[start]

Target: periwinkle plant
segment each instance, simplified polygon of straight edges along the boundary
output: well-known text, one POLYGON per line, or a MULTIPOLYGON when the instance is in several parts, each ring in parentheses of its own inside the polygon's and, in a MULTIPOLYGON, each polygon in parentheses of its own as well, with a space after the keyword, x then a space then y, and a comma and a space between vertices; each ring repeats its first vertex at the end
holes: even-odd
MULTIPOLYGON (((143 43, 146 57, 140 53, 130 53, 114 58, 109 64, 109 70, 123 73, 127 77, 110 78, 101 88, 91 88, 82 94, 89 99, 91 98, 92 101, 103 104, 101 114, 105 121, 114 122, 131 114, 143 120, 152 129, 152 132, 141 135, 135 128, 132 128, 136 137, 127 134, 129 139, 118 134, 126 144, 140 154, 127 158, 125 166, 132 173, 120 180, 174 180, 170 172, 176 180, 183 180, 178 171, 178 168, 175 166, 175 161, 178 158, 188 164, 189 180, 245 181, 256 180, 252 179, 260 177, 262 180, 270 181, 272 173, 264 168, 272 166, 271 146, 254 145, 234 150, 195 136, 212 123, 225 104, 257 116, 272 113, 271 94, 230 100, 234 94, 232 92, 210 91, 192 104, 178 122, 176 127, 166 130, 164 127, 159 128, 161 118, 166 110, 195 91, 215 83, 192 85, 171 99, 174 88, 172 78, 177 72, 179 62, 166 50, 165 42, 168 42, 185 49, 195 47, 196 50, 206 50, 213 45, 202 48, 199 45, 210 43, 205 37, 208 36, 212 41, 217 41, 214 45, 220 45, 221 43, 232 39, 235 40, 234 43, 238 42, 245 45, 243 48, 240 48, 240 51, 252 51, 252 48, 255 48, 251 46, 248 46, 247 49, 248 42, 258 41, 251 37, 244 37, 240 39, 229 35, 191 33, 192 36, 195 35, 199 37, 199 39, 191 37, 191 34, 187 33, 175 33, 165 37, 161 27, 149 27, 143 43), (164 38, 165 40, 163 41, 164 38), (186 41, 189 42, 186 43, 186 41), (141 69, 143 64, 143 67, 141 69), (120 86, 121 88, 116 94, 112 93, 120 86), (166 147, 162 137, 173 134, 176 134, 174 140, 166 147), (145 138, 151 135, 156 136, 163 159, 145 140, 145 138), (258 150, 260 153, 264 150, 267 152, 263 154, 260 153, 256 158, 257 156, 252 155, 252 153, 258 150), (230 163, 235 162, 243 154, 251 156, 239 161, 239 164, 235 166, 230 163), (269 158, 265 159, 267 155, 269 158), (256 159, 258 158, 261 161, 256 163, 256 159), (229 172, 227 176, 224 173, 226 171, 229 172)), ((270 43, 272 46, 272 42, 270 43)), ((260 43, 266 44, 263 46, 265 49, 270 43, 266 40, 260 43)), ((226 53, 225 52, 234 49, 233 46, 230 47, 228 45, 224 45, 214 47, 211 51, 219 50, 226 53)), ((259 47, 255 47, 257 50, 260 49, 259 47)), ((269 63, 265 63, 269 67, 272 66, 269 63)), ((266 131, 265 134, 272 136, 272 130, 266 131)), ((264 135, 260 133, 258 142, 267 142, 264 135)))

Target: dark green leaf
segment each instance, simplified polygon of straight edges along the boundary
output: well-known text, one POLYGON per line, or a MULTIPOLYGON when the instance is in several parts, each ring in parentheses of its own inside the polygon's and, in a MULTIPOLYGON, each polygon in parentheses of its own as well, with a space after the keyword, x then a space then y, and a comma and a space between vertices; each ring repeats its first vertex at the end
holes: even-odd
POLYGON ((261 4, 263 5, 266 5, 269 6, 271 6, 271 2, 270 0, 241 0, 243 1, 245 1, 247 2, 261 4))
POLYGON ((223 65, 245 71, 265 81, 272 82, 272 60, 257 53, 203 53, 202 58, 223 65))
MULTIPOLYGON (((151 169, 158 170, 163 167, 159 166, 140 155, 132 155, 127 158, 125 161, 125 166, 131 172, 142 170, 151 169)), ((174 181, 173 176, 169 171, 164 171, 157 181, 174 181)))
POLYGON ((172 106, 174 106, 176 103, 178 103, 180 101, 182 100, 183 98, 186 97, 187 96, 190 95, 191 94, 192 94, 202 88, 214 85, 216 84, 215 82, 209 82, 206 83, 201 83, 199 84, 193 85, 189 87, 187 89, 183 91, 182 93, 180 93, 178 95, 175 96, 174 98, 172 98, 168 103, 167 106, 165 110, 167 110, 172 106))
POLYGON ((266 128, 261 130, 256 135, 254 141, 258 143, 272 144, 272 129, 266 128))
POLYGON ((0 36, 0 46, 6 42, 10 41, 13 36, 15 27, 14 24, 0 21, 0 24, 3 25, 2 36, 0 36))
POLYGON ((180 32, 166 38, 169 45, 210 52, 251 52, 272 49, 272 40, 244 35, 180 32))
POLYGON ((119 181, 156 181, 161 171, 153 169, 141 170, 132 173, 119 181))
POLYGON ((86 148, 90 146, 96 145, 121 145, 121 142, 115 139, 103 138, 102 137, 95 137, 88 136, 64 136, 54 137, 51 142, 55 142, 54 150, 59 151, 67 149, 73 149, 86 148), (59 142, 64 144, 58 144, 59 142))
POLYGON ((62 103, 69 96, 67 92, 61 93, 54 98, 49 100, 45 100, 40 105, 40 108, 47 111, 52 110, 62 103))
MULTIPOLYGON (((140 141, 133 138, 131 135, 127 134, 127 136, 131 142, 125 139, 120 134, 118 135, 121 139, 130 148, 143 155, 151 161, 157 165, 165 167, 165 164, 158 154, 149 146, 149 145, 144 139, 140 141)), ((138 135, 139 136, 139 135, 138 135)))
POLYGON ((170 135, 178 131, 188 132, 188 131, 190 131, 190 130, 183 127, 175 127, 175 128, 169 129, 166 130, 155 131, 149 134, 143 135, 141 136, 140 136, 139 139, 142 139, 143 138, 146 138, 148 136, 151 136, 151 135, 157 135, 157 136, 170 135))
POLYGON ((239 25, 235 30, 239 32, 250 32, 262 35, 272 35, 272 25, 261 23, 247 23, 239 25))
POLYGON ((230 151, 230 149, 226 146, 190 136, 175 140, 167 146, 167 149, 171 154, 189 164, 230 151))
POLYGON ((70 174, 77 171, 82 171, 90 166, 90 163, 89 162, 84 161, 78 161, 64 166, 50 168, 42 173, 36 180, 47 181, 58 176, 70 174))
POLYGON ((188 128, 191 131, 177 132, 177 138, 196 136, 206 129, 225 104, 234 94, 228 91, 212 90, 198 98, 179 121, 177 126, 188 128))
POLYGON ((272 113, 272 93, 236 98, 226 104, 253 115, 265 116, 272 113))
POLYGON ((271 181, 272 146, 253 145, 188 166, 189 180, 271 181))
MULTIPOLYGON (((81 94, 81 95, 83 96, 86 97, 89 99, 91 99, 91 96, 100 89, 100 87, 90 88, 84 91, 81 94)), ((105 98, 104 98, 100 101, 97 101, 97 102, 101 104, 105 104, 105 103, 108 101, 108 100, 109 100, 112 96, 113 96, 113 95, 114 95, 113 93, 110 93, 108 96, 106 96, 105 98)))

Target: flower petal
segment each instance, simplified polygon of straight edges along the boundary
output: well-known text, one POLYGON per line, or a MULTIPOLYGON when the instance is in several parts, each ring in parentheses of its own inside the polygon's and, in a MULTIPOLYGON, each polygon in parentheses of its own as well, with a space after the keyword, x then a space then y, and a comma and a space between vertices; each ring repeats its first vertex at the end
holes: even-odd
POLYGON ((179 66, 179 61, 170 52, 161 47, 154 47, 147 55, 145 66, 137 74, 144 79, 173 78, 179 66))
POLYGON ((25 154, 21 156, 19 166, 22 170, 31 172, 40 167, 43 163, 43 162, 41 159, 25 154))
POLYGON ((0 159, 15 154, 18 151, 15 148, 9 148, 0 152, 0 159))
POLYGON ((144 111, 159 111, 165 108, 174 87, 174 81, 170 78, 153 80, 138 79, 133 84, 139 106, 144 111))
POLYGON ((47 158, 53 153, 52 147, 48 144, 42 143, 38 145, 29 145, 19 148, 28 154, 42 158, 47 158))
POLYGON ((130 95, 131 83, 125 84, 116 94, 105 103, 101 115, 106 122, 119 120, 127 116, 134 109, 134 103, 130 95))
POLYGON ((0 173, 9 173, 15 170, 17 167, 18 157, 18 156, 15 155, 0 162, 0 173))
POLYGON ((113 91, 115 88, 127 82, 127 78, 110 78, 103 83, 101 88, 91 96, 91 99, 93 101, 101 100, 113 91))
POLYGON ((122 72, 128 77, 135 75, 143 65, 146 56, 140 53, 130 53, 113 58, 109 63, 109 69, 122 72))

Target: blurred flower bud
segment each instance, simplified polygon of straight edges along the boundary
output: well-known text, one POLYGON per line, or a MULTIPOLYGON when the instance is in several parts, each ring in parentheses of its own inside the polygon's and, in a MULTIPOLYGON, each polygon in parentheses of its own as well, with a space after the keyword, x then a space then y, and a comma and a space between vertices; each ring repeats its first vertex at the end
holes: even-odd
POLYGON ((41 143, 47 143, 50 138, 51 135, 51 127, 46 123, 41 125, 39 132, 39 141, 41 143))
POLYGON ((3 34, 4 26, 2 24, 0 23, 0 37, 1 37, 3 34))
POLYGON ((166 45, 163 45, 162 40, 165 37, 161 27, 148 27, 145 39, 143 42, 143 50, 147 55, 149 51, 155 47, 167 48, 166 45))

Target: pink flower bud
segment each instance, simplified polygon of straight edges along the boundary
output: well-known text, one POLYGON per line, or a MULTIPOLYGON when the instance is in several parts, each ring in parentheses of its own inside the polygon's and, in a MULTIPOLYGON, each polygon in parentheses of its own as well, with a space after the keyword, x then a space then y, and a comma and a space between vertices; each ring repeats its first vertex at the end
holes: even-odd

[end]

#### Problem statement
Rewrite the part of the records that opens with the line containing "Target: blurred flower bud" and closes at the end of the records, swapping "flower bud" for "blossom" and changing nothing else.

#### Answer to the exercise
Target: blurred blossom
segment each instance, simplified polygon of straight edges along the boundary
output: well-known text, one POLYGON per line, or a MULTIPOLYGON when the instance is in several parts, each ring in parentheses of its own inside the polygon's and, in a MULTIPOLYGON, each polygon in parentheses of its own as well, with a space after the keyword, x then a space then y, and a comma and a space between vertices; each ring repeats its first vertex at the end
holes: even-odd
POLYGON ((41 143, 47 143, 50 138, 51 135, 51 127, 46 123, 41 125, 39 132, 39 141, 41 143))
POLYGON ((3 34, 4 26, 2 24, 0 23, 0 37, 1 37, 3 34))
POLYGON ((166 45, 163 45, 162 40, 165 37, 161 27, 148 27, 145 39, 143 42, 143 50, 147 55, 149 51, 155 47, 167 48, 166 45))

Target: pink blossom
segment each instance, simplified polygon of straight edges along the boundary
output: well-known text, one POLYGON per line, or a MULTIPOLYGON when the instance is in several parts, each ring in parentheses of its own inside the polygon's and, in a MULTIPOLYGON, each polygon in parentheses of its own as well, with a space after the keyword, x then a space then y, and a comma and a space between vertices; each ring repeats its first vertex at the end
holes: even-odd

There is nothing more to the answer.